* Problems to solve:
A: In the news item on the Nehru bust at Harrow School, who made the bust?
B: Collect each line of the entries that contains the word "siding".

* Page:
###
November 15, 2005 09:34 IST

Britain's world-famous Harrow School has commemorated the centenary of Pandit Jawaharlal Nehru's admission to the institution by unveiling a bronze bust and a portrait of India's first prime minister on the occasion of his 116th birthday.

India's High Commissioner to the UK Kamalesh Sharma and the school head master Barnaby Lenon jointly inaugurated the bust and portrait on Monday in the presence of a select gathering in the boarding school founded in 1572.

Present on the occasion were Dr Pavan K Varma, Director General, Indian Council for Cultural Relations, Ranjan Mathai, Deputy High Commissioner and Dr Atul Khare, Director, the Nehru Centre.

Sharma recalled that it was at Harrow that Pandit Nehru got the first spark for India's freedom struggle when he received as a prize, Trevelyn's Garibaldi books.

"Soon, he obtained the other two volumes of the series, read them carefully and drew inspiration for India's fight for freedom," he said, noting that Nehru himself had recorded this in his autobiography.

"So in some way, by presenting the book on Garibaldi, Harrow contributed to the strengthening of the desire for freedom for India that Nehru would later win," he said.

Varma said Nehru's bust was prepared in record time by K S Radhakrishnan, one of the finest sculptors of India.
###
* Supplied data:

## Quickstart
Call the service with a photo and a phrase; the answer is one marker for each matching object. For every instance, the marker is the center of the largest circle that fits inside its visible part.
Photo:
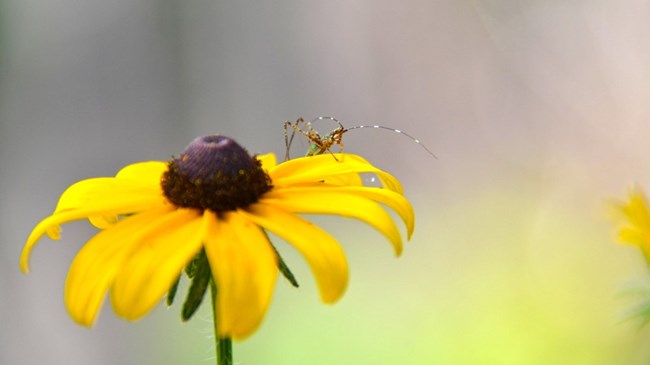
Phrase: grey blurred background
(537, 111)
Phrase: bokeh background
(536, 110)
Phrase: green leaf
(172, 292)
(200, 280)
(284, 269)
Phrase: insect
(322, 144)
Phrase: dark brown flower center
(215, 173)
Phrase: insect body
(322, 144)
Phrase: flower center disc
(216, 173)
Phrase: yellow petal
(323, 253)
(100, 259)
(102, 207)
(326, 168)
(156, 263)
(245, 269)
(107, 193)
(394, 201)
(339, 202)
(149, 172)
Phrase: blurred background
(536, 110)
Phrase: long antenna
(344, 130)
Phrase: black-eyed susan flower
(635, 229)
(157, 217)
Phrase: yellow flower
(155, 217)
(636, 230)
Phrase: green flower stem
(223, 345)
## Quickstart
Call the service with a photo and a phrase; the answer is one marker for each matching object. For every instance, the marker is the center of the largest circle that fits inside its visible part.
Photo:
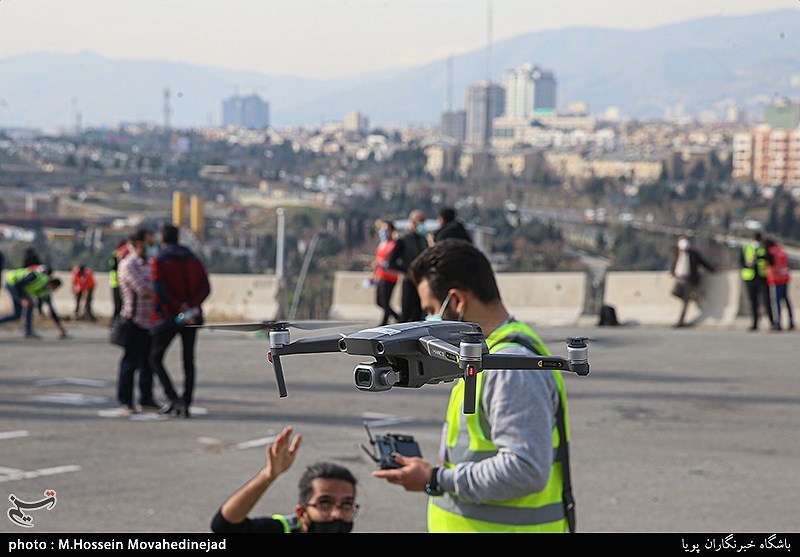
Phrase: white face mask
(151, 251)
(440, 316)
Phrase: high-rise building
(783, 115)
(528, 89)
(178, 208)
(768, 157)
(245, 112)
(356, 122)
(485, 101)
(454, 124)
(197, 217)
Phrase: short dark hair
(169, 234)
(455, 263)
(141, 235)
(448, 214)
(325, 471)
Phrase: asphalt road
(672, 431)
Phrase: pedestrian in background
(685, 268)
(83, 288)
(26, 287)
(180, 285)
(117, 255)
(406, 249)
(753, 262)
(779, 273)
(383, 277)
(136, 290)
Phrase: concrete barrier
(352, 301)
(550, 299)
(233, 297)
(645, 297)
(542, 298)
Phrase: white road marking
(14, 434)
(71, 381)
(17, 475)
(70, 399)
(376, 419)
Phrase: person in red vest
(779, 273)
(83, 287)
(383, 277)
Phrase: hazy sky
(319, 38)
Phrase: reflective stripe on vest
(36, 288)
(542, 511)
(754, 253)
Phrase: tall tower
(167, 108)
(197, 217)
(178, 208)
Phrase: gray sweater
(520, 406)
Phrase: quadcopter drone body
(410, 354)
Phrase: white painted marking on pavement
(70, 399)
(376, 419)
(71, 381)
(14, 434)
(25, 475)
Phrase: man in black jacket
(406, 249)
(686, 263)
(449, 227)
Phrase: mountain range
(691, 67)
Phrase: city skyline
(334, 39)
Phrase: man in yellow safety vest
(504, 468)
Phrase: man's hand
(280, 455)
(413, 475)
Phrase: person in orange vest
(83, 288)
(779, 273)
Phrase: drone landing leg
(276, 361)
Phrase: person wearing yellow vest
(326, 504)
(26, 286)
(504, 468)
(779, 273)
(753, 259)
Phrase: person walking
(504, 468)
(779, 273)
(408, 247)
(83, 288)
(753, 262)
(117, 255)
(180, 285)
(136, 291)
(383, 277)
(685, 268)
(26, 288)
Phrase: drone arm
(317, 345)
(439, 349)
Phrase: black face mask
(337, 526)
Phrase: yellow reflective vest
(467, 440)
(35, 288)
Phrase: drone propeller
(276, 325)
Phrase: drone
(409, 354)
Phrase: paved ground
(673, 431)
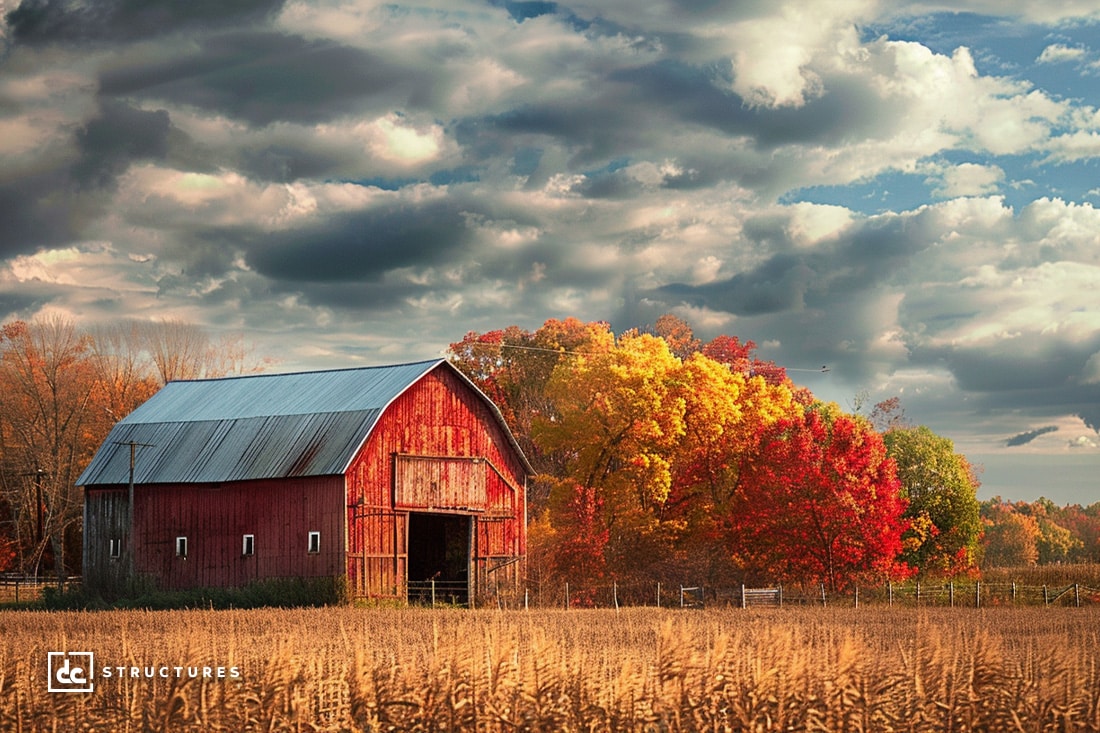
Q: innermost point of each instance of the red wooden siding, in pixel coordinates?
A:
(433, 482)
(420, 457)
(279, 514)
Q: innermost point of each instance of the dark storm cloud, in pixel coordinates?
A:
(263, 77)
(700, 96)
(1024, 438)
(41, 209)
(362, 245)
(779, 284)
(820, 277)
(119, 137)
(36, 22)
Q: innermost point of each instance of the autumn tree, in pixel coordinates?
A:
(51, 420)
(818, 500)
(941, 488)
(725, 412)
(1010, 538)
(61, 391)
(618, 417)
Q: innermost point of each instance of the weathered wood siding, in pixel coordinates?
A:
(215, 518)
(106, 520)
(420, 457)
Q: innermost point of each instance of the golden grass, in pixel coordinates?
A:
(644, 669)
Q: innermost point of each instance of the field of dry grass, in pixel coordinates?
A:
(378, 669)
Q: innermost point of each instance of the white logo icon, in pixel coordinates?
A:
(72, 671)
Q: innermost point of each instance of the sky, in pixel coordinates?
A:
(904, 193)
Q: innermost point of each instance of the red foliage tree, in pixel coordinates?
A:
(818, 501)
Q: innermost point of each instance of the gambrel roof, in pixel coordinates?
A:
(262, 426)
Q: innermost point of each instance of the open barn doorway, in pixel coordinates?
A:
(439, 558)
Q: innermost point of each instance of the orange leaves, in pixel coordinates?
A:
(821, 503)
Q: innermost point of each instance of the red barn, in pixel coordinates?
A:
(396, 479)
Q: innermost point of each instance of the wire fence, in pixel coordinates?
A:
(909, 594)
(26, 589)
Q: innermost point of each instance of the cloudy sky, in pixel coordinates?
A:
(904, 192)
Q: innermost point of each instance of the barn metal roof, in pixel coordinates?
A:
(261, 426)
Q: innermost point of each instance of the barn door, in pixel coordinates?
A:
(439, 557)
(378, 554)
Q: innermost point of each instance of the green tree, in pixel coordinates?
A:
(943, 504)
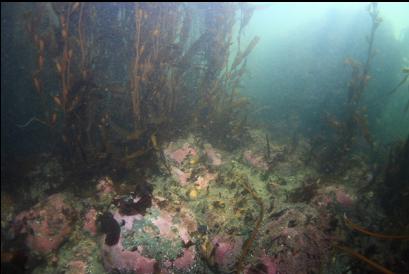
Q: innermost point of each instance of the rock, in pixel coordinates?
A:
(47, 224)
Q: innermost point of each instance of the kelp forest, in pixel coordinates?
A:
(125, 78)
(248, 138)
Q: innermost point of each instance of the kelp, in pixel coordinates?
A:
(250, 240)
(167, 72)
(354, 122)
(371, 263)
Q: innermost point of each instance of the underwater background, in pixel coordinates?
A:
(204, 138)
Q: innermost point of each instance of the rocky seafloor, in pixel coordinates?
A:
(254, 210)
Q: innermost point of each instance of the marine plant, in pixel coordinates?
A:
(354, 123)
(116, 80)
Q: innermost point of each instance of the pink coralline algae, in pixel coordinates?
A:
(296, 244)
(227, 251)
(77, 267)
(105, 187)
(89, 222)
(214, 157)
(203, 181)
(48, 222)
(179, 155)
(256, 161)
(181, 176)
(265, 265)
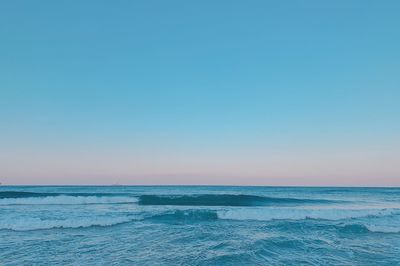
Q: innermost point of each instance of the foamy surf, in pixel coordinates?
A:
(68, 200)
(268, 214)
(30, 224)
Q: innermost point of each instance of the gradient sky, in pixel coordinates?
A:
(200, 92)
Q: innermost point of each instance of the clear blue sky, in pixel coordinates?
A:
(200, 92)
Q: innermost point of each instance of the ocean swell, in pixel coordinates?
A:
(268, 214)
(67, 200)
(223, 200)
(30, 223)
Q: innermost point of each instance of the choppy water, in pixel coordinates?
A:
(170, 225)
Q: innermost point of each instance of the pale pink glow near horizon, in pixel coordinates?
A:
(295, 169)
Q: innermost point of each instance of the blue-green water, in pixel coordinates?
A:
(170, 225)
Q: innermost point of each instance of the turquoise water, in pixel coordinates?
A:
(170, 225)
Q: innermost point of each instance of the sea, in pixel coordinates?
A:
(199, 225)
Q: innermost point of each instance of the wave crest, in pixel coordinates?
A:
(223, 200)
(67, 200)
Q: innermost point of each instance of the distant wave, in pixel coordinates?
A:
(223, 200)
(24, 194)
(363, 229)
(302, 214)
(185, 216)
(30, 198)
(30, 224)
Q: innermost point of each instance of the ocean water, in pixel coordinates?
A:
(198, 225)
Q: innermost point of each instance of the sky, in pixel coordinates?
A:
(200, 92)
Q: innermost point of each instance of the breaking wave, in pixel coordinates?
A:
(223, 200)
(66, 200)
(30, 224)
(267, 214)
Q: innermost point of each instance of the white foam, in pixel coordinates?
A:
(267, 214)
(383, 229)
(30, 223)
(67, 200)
###
* Expected responses:
A: K S Radhakrishnan made the bust.

B:
Q: innermost point of each instance of the red wooden siding, in pixel coordinates?
Q: innermost point of each instance of the weathered wood siding, in pixel coordinates?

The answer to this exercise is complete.